Here is an elasticsearch query I’m using to aggregate data. The data is denormalized and is one “table” or document.
A document just has a dept_id, dept_name, sub_dept_id, sub_dept_name, item_id, item_name, location, week_date
Each dept will have about 104 million records max. Currently we have 3 depts. We insert about 3 million documents weekly.
GET weekly_sales/_search
{
"size": 1,
"query": {
"bool": {
"filter": [
{
"range": {
"week_date": {
"format": "yyyy-MM-dd",
"gte": "2016-01-01",
"lte": "2017-02-21"
}
}
},
{
"term": {
"department_id": "4"
}
},
{
"term": {
"sub_dept_id": "20"
}
}
]
}
},
"aggs": {
"group_by_location": {
"terms": {
"size": 10000,
"field": "location"
},
"aggs": {
"group_by_item_id": {
"terms": {
"size": 10000,
"field": "item_id"
},
"aggs": {
"total_sales" :{
"sum": {
"field": "total_sales"
^^^^
### [List of tasks]
A: Answer these questions using the Elasticsearch post.
(i) How many departments are there currently?
(ii) About how many documents are inserted each week?
(iii) What is the earliest week_date allowed by the range filter in the query?
B: From the Elasticsearch post, extract the passage that begins at the words "Here is an elasticsearch" and stops after the words "million documents weekly.".

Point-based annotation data
^^^^
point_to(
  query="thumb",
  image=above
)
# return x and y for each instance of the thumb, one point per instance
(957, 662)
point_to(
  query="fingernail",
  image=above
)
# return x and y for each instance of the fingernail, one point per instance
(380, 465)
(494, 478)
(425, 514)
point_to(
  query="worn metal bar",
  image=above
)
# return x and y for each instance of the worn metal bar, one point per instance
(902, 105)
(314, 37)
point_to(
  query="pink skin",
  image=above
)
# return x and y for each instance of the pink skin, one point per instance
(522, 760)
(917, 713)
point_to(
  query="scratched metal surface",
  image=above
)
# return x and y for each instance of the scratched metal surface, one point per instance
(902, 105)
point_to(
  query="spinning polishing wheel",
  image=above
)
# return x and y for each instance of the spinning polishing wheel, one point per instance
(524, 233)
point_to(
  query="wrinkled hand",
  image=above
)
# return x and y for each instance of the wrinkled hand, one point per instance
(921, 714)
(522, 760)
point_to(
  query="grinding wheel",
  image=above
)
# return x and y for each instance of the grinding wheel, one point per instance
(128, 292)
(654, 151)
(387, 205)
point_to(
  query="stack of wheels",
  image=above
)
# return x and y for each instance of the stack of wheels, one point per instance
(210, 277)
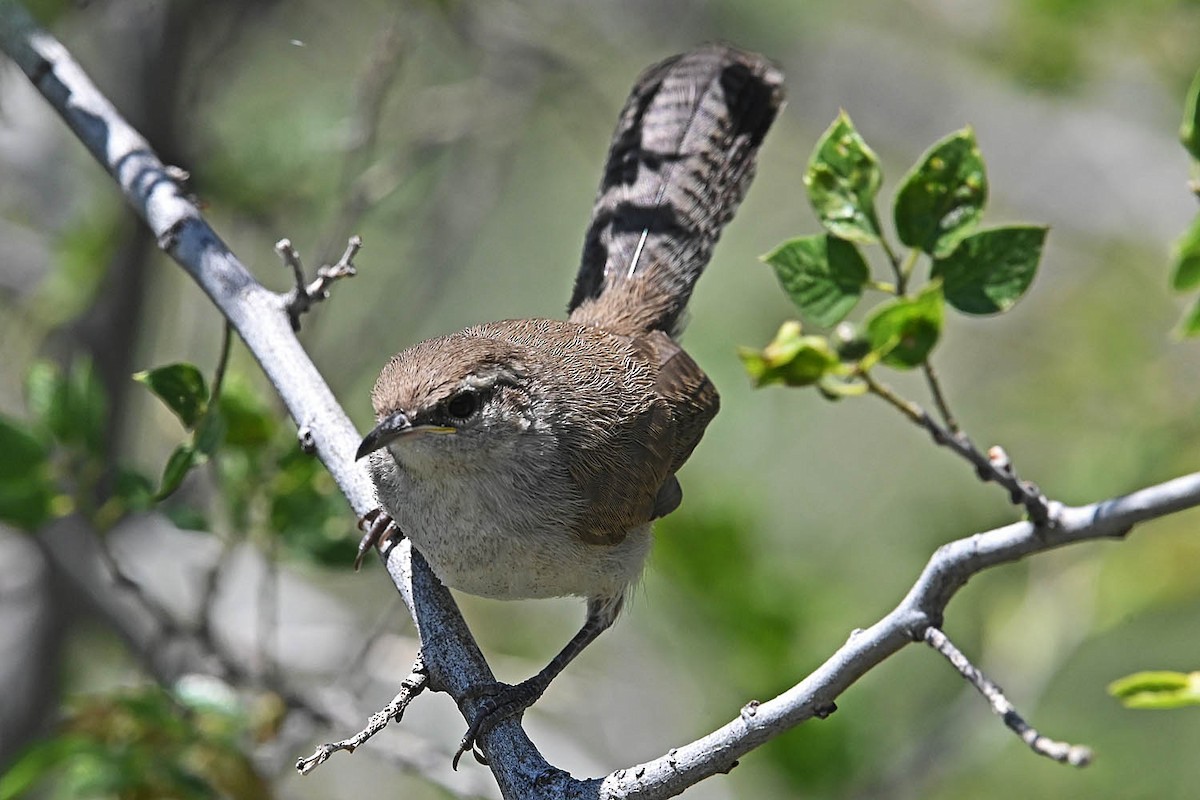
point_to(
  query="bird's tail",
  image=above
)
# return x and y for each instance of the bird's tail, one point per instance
(681, 161)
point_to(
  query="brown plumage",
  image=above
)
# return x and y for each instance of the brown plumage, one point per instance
(527, 458)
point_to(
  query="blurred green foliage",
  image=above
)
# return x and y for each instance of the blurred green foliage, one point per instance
(141, 743)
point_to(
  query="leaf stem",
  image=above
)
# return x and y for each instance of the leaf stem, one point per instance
(897, 269)
(935, 390)
(993, 467)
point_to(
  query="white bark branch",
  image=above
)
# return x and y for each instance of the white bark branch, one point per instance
(451, 656)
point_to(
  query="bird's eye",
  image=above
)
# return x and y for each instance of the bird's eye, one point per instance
(463, 405)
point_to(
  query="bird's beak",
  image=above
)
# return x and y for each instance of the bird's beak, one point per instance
(390, 428)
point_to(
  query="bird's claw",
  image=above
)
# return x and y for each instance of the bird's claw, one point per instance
(379, 529)
(498, 702)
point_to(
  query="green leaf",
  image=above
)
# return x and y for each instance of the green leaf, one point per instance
(1186, 259)
(309, 511)
(250, 421)
(135, 489)
(1191, 323)
(990, 270)
(822, 275)
(834, 388)
(88, 405)
(180, 463)
(1157, 690)
(43, 394)
(791, 359)
(21, 451)
(941, 200)
(843, 179)
(1189, 130)
(27, 489)
(903, 332)
(39, 762)
(180, 386)
(72, 408)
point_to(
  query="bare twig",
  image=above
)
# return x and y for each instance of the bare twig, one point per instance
(988, 467)
(935, 391)
(1059, 751)
(304, 296)
(409, 689)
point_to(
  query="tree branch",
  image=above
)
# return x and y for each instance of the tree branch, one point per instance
(450, 654)
(1059, 751)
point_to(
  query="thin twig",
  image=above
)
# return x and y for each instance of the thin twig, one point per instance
(418, 679)
(1059, 751)
(989, 467)
(935, 390)
(304, 296)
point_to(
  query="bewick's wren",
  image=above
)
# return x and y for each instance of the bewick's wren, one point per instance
(527, 458)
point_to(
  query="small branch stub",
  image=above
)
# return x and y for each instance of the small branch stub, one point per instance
(304, 295)
(1059, 751)
(409, 689)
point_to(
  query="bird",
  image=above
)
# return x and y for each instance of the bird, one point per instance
(529, 457)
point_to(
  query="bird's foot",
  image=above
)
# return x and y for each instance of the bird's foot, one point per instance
(379, 530)
(499, 702)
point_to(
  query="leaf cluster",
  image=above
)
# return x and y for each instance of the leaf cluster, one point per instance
(268, 483)
(936, 215)
(55, 459)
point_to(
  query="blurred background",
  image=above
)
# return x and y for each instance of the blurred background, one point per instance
(463, 142)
^^^^
### [Answers to the problems]
A:
(i) 3
(ii) About 3 million
(iii) 2016-01-01

B:
Here is an elasticsearch query I’m using to aggregate data. The data is denormalized and is one “table” or document.
A document just has a dept_id, dept_name, sub_dept_id, sub_dept_name, item_id, item_name, location, week_date
Each dept will have about 104 million records max. Currently we have 3 depts. We insert about 3 million documents weekly.